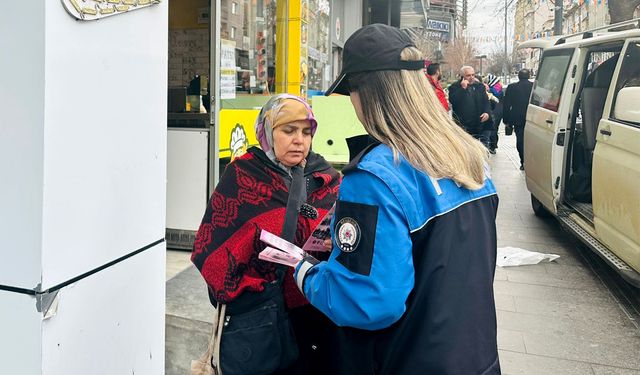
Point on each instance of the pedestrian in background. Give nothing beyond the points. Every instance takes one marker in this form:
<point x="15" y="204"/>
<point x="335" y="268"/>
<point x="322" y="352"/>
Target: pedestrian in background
<point x="435" y="75"/>
<point x="266" y="188"/>
<point x="410" y="276"/>
<point x="495" y="100"/>
<point x="470" y="105"/>
<point x="516" y="101"/>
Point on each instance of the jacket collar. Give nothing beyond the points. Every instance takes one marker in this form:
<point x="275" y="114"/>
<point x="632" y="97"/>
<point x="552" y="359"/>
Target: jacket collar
<point x="359" y="146"/>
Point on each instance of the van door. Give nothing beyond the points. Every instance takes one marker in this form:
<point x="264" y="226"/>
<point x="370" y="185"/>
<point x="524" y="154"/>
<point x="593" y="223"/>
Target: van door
<point x="616" y="162"/>
<point x="547" y="115"/>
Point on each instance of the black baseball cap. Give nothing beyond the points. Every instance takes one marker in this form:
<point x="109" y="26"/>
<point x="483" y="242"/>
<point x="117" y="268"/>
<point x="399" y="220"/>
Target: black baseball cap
<point x="372" y="48"/>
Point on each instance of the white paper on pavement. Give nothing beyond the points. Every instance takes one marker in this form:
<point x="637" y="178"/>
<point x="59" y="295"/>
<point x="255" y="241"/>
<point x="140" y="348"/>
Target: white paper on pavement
<point x="320" y="234"/>
<point x="514" y="256"/>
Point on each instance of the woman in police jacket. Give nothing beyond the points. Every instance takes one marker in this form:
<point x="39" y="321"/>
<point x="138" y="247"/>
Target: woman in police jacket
<point x="410" y="276"/>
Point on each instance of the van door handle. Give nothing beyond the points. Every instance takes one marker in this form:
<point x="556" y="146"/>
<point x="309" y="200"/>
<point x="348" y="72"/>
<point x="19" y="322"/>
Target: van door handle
<point x="605" y="132"/>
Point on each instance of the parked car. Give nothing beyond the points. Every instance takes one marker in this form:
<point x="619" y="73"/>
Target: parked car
<point x="582" y="141"/>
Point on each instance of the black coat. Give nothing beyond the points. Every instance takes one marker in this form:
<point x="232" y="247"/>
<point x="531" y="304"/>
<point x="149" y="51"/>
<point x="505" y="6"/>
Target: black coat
<point x="468" y="104"/>
<point x="516" y="100"/>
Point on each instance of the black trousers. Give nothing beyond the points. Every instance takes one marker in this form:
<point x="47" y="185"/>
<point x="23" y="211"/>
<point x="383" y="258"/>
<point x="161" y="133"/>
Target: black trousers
<point x="519" y="130"/>
<point x="497" y="118"/>
<point x="316" y="336"/>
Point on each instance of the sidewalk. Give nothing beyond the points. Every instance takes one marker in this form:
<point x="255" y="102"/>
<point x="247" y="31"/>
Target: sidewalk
<point x="553" y="318"/>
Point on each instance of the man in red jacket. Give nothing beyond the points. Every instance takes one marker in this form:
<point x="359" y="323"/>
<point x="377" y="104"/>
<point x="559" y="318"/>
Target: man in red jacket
<point x="434" y="75"/>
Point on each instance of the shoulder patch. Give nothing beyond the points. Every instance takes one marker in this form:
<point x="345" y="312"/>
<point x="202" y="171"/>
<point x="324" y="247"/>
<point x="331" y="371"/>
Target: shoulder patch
<point x="354" y="234"/>
<point x="348" y="234"/>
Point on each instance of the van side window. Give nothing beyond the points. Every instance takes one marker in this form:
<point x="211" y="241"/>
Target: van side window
<point x="548" y="86"/>
<point x="627" y="93"/>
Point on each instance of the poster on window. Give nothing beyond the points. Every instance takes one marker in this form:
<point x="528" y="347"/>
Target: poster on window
<point x="227" y="69"/>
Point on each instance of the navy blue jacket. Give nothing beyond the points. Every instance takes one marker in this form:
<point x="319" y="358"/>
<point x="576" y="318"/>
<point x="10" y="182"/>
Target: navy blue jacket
<point x="411" y="271"/>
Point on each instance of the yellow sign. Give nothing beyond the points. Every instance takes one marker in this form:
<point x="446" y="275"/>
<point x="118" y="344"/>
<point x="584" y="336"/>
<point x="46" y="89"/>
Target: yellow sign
<point x="236" y="131"/>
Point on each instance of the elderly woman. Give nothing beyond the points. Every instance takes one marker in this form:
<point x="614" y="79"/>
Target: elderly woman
<point x="286" y="189"/>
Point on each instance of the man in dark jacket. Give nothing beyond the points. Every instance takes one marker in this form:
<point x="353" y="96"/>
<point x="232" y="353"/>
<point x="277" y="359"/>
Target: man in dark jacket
<point x="470" y="105"/>
<point x="516" y="100"/>
<point x="434" y="75"/>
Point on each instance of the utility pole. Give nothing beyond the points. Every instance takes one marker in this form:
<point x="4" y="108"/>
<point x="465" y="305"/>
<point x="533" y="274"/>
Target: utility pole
<point x="557" y="20"/>
<point x="505" y="69"/>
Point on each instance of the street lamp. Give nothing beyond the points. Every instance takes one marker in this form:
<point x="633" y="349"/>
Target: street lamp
<point x="480" y="57"/>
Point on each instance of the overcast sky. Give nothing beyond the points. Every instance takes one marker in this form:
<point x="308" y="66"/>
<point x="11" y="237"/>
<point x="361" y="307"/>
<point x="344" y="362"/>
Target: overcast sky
<point x="485" y="25"/>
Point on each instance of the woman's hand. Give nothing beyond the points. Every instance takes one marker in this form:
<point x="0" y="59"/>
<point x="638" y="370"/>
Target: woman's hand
<point x="328" y="245"/>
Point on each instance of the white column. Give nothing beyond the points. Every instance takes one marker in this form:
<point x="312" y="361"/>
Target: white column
<point x="82" y="190"/>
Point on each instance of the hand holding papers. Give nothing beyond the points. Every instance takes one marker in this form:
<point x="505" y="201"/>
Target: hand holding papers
<point x="282" y="252"/>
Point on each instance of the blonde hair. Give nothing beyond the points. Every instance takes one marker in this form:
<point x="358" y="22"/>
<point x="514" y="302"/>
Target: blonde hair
<point x="402" y="111"/>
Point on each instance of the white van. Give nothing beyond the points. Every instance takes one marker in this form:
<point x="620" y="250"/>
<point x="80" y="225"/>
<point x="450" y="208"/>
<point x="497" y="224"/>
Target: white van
<point x="582" y="141"/>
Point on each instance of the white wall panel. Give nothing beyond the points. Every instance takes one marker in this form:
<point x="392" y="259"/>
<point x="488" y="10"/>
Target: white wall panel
<point x="111" y="322"/>
<point x="21" y="141"/>
<point x="105" y="138"/>
<point x="20" y="331"/>
<point x="186" y="178"/>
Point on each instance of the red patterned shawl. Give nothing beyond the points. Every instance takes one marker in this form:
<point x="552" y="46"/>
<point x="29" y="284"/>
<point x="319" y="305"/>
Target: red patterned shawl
<point x="252" y="196"/>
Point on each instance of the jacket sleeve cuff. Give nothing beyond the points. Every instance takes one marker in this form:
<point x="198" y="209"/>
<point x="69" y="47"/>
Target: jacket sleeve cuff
<point x="301" y="270"/>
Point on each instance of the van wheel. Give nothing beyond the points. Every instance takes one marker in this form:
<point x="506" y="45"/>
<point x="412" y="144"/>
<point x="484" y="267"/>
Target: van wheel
<point x="538" y="209"/>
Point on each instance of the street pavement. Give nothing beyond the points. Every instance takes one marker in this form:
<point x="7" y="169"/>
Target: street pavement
<point x="553" y="318"/>
<point x="558" y="317"/>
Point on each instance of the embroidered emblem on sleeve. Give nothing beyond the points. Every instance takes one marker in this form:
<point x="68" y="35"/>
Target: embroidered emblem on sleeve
<point x="348" y="234"/>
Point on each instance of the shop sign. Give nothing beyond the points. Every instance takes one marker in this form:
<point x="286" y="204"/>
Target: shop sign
<point x="317" y="55"/>
<point x="438" y="25"/>
<point x="227" y="69"/>
<point x="88" y="10"/>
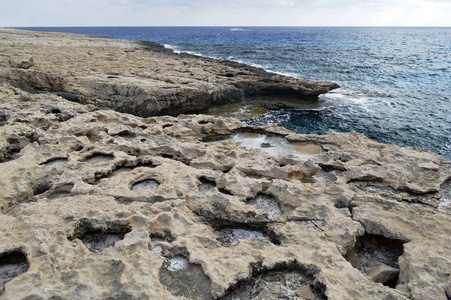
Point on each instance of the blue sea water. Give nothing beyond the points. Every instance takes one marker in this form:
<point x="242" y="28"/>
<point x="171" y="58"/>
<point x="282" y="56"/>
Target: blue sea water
<point x="395" y="82"/>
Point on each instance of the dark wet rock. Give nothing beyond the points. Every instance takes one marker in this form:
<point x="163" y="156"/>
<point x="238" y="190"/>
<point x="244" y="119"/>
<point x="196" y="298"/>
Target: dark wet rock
<point x="12" y="264"/>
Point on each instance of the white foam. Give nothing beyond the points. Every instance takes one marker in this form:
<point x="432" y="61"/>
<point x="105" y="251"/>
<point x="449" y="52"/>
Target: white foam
<point x="173" y="48"/>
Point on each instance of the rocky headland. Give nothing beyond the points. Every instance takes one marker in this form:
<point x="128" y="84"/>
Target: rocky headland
<point x="105" y="197"/>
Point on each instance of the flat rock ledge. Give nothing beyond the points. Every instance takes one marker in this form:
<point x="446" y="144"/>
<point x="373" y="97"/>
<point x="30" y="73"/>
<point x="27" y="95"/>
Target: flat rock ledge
<point x="140" y="78"/>
<point x="99" y="204"/>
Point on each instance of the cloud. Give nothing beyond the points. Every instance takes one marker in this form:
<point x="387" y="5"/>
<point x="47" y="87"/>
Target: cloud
<point x="16" y="13"/>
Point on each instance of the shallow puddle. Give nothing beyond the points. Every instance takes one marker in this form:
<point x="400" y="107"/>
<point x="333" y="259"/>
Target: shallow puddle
<point x="97" y="241"/>
<point x="267" y="204"/>
<point x="12" y="265"/>
<point x="232" y="236"/>
<point x="149" y="185"/>
<point x="275" y="145"/>
<point x="377" y="257"/>
<point x="445" y="194"/>
<point x="56" y="163"/>
<point x="99" y="158"/>
<point x="240" y="111"/>
<point x="184" y="279"/>
<point x="277" y="285"/>
<point x="326" y="177"/>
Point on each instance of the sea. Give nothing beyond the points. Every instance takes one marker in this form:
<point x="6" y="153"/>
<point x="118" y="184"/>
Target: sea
<point x="395" y="82"/>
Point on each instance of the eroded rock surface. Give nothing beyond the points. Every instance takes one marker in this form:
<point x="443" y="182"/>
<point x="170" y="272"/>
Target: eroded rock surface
<point x="181" y="203"/>
<point x="140" y="78"/>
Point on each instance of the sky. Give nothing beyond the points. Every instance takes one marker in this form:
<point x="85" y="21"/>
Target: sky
<point x="35" y="13"/>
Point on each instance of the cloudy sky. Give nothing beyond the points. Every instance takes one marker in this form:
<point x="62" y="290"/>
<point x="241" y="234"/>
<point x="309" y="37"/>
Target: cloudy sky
<point x="23" y="13"/>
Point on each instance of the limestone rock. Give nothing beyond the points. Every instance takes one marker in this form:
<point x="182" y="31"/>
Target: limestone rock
<point x="382" y="273"/>
<point x="140" y="78"/>
<point x="98" y="204"/>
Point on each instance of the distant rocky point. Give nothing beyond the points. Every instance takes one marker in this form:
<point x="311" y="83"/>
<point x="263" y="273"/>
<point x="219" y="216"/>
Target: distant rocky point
<point x="100" y="204"/>
<point x="137" y="77"/>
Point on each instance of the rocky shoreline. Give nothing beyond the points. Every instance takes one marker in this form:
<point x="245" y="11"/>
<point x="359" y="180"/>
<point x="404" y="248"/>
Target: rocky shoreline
<point x="101" y="204"/>
<point x="141" y="78"/>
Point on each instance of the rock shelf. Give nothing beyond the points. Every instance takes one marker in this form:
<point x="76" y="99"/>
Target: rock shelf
<point x="291" y="222"/>
<point x="141" y="78"/>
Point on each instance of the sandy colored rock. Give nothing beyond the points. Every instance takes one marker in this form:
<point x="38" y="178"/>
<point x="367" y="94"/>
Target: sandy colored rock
<point x="141" y="78"/>
<point x="107" y="205"/>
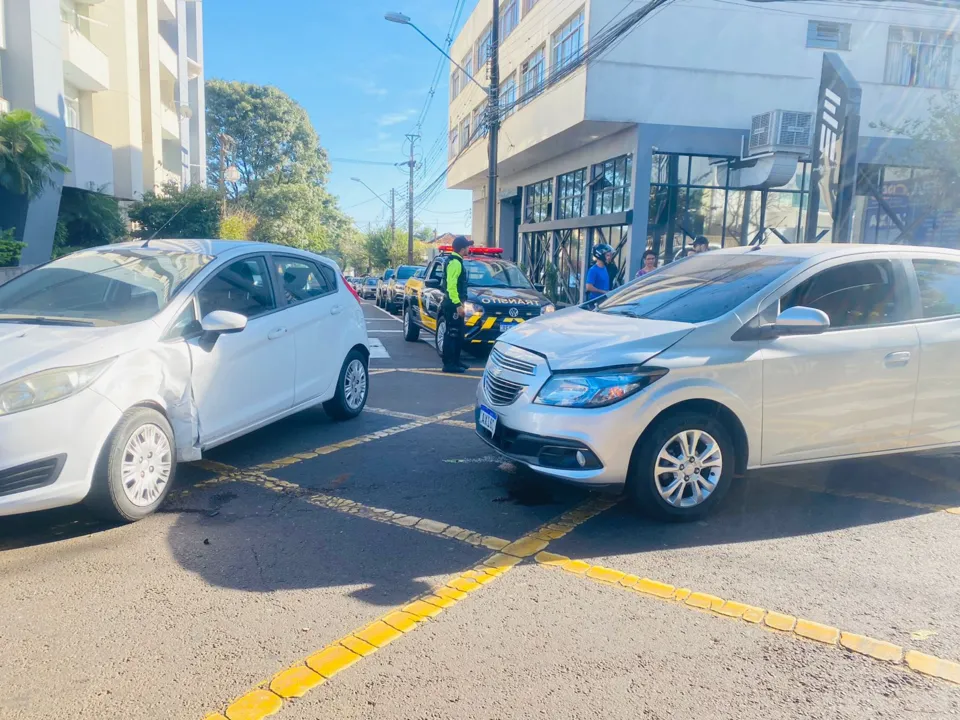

• • •

● OBJECTIVE: Update the listing from the line containing "Point on each instance of the rocky shoreline." through the end of the listing, both included, by replacing "rock shelf" with "rock ledge" and leaving everything else unchanged. Return only those lines, without the pictures.

● SOLVED EXERCISE:
Point on each instance of the rocky shoreline. Give nothing beyond the points. Every instance takes one marker in this form:
<point x="245" y="11"/>
<point x="359" y="180"/>
<point x="404" y="248"/>
Target: rocky shoreline
<point x="101" y="204"/>
<point x="141" y="78"/>
Point on each instance of the rock ledge. Give nothing beyond the points. Every instance takes one marker in this form:
<point x="76" y="99"/>
Target: rock ledge
<point x="291" y="222"/>
<point x="141" y="78"/>
Point on each instance of the sandy colored rock. Give nothing beyond the points. Every instance takes one marker in this form:
<point x="38" y="178"/>
<point x="367" y="94"/>
Target: sandy colored rock
<point x="141" y="78"/>
<point x="107" y="205"/>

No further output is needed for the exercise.